> _Given exercise_: Please repeat the rows below with every "instance" changed to "occurrence" and nothing else altered.

Data records:

########

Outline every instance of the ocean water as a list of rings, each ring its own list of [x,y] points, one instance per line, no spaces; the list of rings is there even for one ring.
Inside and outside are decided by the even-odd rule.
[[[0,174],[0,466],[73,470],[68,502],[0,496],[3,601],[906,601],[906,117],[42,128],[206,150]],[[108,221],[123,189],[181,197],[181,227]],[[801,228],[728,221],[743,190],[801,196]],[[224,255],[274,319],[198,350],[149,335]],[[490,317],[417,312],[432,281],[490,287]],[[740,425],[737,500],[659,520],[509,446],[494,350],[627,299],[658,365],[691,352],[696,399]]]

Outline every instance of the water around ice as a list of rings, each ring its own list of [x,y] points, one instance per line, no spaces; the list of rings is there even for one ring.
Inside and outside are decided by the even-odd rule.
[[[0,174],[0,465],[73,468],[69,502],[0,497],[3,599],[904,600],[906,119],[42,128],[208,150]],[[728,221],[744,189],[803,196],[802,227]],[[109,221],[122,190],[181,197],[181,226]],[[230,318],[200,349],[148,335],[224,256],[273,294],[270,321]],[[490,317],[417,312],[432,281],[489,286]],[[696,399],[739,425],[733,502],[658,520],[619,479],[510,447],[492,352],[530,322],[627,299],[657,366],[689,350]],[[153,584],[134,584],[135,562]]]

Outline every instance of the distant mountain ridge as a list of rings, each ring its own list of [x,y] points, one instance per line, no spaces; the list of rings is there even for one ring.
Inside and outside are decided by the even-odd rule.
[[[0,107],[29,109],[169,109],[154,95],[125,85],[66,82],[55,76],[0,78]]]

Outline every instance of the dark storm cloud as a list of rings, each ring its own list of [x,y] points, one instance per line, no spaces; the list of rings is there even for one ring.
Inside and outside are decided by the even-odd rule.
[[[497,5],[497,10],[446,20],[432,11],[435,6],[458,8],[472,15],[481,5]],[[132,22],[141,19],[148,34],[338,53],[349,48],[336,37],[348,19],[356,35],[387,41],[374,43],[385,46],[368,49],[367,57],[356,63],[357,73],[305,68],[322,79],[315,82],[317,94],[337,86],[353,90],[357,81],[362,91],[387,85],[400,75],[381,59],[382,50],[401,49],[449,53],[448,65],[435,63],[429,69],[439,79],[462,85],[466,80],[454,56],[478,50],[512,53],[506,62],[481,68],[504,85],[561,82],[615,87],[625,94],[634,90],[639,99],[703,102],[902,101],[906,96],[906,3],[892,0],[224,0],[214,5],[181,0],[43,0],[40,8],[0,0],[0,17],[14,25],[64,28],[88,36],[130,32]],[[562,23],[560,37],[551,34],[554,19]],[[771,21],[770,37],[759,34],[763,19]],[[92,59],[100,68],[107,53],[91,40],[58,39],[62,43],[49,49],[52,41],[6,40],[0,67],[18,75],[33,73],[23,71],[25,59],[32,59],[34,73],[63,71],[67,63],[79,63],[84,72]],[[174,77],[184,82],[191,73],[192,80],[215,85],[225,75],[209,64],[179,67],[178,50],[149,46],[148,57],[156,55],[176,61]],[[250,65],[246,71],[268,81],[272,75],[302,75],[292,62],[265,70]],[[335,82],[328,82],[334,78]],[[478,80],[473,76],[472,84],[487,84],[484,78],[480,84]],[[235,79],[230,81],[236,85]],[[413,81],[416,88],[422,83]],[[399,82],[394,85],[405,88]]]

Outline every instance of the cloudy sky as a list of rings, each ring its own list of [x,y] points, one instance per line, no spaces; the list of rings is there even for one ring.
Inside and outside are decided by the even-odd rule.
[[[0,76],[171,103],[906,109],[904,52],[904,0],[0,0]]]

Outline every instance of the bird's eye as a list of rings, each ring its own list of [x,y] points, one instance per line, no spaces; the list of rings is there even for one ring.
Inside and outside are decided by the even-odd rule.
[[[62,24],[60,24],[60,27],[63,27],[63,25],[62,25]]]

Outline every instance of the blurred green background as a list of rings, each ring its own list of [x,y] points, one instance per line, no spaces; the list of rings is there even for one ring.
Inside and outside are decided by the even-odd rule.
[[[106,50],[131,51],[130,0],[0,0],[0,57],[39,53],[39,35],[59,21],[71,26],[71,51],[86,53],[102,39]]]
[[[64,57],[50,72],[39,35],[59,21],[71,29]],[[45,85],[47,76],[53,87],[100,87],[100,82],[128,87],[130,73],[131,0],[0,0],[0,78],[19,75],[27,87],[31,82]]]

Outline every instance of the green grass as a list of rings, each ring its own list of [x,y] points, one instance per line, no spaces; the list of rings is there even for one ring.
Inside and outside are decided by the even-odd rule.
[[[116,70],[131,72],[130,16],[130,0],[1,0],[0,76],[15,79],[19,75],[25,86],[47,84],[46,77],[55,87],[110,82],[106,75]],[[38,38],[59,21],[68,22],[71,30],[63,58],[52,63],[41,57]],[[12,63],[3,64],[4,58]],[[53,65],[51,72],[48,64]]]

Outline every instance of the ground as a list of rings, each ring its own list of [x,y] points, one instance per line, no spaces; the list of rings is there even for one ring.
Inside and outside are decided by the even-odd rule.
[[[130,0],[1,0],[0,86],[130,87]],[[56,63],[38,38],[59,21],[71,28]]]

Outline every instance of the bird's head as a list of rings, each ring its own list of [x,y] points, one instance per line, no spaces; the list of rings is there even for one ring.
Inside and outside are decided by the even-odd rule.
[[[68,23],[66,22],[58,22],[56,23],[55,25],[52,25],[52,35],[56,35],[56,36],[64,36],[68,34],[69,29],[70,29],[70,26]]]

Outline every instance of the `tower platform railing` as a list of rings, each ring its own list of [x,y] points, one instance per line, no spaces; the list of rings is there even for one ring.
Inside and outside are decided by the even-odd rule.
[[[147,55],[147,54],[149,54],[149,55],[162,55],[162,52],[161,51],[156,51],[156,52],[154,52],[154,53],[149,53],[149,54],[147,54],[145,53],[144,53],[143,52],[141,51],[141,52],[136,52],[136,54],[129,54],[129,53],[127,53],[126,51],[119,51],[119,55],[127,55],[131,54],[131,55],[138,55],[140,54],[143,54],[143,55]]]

########

> _Answer to this task_:
Outline every occurrence of the ocean water as a list of rings, each ring its own list of [x,y] points, one occurrence per line, no spaces; the list of rings is there even for one ring.
Inside and outside are decided by the even-odd rule.
[[[0,174],[0,466],[73,470],[68,502],[0,496],[3,601],[906,601],[906,117],[42,128],[206,150]],[[108,221],[123,189],[181,197],[181,227]],[[801,228],[728,221],[743,190],[801,196]],[[224,255],[274,319],[198,350],[149,335]],[[490,317],[417,312],[432,281],[490,287]],[[740,425],[737,500],[659,520],[509,446],[494,350],[627,299],[658,365],[691,352],[696,399]]]

Outline every occurrence of the water around ice as a list of rings, each ring its own list of [x,y] points, one occurrence per line, no spaces; the list of rings is there even for one ring.
Inside and outside are decided by the even-odd rule.
[[[0,174],[0,465],[73,468],[69,502],[0,497],[3,599],[904,600],[906,119],[42,128],[208,150]],[[728,221],[744,189],[803,196],[802,227]],[[109,221],[122,190],[181,197],[181,226]],[[230,318],[200,349],[148,335],[224,256],[273,294],[270,321]],[[490,317],[417,312],[432,281],[489,286]],[[696,399],[739,425],[733,502],[658,520],[619,479],[510,447],[492,352],[530,322],[627,299],[657,366],[689,350]],[[153,584],[134,584],[135,562]]]

Outline every occurrence of the distant mountain ridge as a list of rings, each ring its own list of [x,y] points, one occurrence per line, no spaces; the list of rings is there even for one ring.
Inside and outside are decided by the even-odd rule.
[[[0,107],[29,109],[169,109],[154,95],[125,85],[66,82],[55,76],[0,78]]]

Outline every occurrence of the dark storm cloud as a list of rings, each ring its own list of [x,y] points, one occurrence per line, no spaces; the list of rings is there even for one ring.
Inside and outside are decided by the even-odd rule.
[[[497,5],[497,10],[446,20],[432,11],[435,6],[458,8],[472,15],[481,5]],[[132,22],[141,19],[148,34],[338,53],[349,48],[336,37],[348,19],[356,35],[387,41],[374,43],[385,46],[368,49],[367,57],[356,63],[357,73],[305,68],[322,79],[315,82],[317,94],[337,86],[353,90],[357,81],[362,91],[387,85],[400,75],[381,59],[382,50],[401,49],[449,53],[448,65],[435,63],[429,69],[439,79],[462,85],[466,80],[454,56],[478,50],[512,53],[506,62],[481,68],[504,85],[561,82],[615,87],[625,94],[634,90],[639,99],[703,102],[902,101],[906,96],[906,3],[892,0],[224,0],[214,5],[181,0],[43,0],[40,8],[0,0],[0,17],[14,25],[64,28],[88,36],[130,32]],[[562,23],[560,37],[551,34],[554,19]],[[771,21],[770,37],[759,34],[763,19]],[[92,59],[100,68],[107,53],[91,40],[58,39],[62,43],[49,49],[52,41],[6,40],[0,67],[18,75],[33,73],[23,71],[25,59],[32,59],[34,73],[63,71],[67,63],[79,63],[84,72]],[[174,77],[184,82],[191,73],[192,80],[215,85],[225,75],[209,64],[179,67],[178,50],[149,46],[148,57],[156,55],[176,61]],[[250,65],[246,71],[268,81],[272,75],[302,75],[292,62],[265,70]],[[335,82],[328,82],[334,78]],[[478,80],[473,76],[472,84],[487,84],[484,78],[480,84]],[[235,79],[230,81],[236,85]],[[413,81],[416,88],[422,83]],[[399,82],[394,85],[405,88]]]

Outline every occurrence of the cloudy sky as a list of rings, each ring its own list of [x,y] points, one occurrence per line, no spaces; the list of rings is there even for one ring.
Inside and outside are decided by the even-odd rule.
[[[0,76],[171,103],[906,109],[904,52],[904,0],[0,0]]]

Outline every occurrence of the bird's eye as a list of rings, each ring its own list of [x,y] points, one occurrence per line, no spaces; the list of rings is there even for one ring.
Inside and outside are decided by the even-odd rule.
[[[62,24],[60,24],[60,27],[63,27],[63,25],[62,25]]]

Outline every occurrence of the blurred green background as a list of rings, each ring its own list of [x,y] points, one occurrence per line, no spaces; the list of rings is there even for one ring.
Inside and outside are decided by the even-odd rule.
[[[106,50],[131,51],[130,0],[0,0],[0,57],[39,53],[39,35],[59,21],[71,26],[71,51],[86,53],[102,39]]]
[[[64,57],[50,72],[39,35],[59,21],[71,29]],[[45,85],[47,76],[53,87],[100,87],[100,82],[128,87],[130,73],[131,0],[0,0],[0,78],[19,75],[27,87],[31,82]]]

Outline every occurrence of the green grass as a list of rings, each ring its own list of [x,y] points, one occurrence per line, no spaces; the list of rings is there even for one ring.
Inside and outside are decided by the even-odd rule.
[[[116,70],[131,72],[130,16],[130,0],[1,0],[0,76],[15,79],[19,75],[25,86],[47,84],[46,77],[55,87],[110,82],[106,75]],[[38,38],[59,21],[68,22],[71,30],[63,58],[52,63],[41,57]],[[12,63],[3,64],[4,58]],[[53,65],[51,72],[48,64]]]

Outline every occurrence of the ground as a list of rings, each ring its own list of [x,y] points, one occurrence per line, no spaces; the list of rings is there even for one ring.
Inside and outside are decided by the even-odd rule.
[[[130,0],[1,0],[0,86],[130,87]],[[56,63],[38,38],[59,21],[71,28]]]

Outline every occurrence of the bird's head as a list of rings, each ring its own list of [x,y] points, one occurrence per line, no spaces; the list of rings is there even for one ring.
Inside and outside are decided by the even-odd rule.
[[[68,23],[66,22],[58,22],[56,23],[55,25],[52,25],[52,35],[56,35],[56,36],[64,36],[68,34],[69,29],[70,29],[70,26]]]

Outline every occurrence of the `tower platform railing` as a list of rings, each ring its own list of [x,y] points, one occurrence per line, no spaces; the list of rings is there even for one ring.
Inside and outside are decided by the even-odd rule.
[[[147,55],[147,54],[149,54],[149,55],[162,55],[162,52],[161,51],[156,51],[156,52],[154,52],[154,53],[149,53],[149,54],[147,54],[145,53],[144,53],[143,52],[141,51],[141,52],[136,52],[136,54],[129,54],[129,53],[127,53],[126,51],[119,51],[119,55],[127,55],[131,54],[131,55],[138,55],[140,54],[143,54],[143,55]]]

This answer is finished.